Would you copy out the whole listing exactly as given?

— START —

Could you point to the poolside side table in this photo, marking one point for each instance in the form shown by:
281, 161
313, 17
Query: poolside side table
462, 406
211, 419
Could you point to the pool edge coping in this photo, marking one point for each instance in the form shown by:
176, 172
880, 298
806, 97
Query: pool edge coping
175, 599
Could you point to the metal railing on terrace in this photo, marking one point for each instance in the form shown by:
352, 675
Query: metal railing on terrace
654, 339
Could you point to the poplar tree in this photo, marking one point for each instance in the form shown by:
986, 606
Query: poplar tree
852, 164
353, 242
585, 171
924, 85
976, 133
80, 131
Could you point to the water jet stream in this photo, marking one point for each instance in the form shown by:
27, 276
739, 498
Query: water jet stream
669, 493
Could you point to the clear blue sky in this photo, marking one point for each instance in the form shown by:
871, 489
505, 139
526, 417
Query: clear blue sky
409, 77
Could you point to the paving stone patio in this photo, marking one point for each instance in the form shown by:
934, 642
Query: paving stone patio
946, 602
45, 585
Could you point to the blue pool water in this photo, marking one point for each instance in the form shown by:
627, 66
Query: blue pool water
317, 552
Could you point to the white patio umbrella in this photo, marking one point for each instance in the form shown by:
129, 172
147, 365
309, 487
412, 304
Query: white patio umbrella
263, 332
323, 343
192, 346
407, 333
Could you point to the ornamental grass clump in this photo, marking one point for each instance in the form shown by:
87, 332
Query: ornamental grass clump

— END —

» **Written answer**:
Could you point to the poolside side table in this photo, marking one point for each instance in the form shown by:
281, 161
313, 17
Query: poolside side table
462, 406
211, 419
Could you point to the pool edge coping in this photo, marking one point for each instance in the form shown by:
176, 172
880, 298
806, 97
Query: pool edge coping
175, 599
Could you point to the metal railing on terrace in this photo, marking one point for each instance in the form shown by:
352, 675
Query: metal railing on terrace
654, 339
Could you point to the poplar tree in this photo, marking one point for each instance in the form shown by:
986, 606
Query: poplar tree
852, 164
353, 242
585, 171
924, 85
976, 133
80, 131
Could you point to the water jet stream in this photo, marking one point for each instance in the form shown by:
27, 276
739, 498
Query: water jet stream
669, 493
Could you point to the clear blue sky in this photo, marking one point for each instance in the form shown by:
871, 489
505, 139
526, 417
Query: clear blue sky
409, 77
Could you point to the paving stone patio in this photo, marking one point for each instance in the form shown by:
934, 642
Query: paving stone patio
946, 602
45, 585
Could you point to the blue pool water in this photo, marking one point for each instance in the form shown by:
627, 66
Query: blue pool water
317, 552
Could you point to the white patio umbrella in this photo, marking one point for each instance in the form shown by:
129, 172
147, 365
309, 487
412, 304
Query: white patio umbrella
263, 332
323, 343
192, 346
407, 333
Could you point to the ornamental grass clump in this photo, marking one point for each instance in the form shown by:
87, 332
Query: ornamental grass clump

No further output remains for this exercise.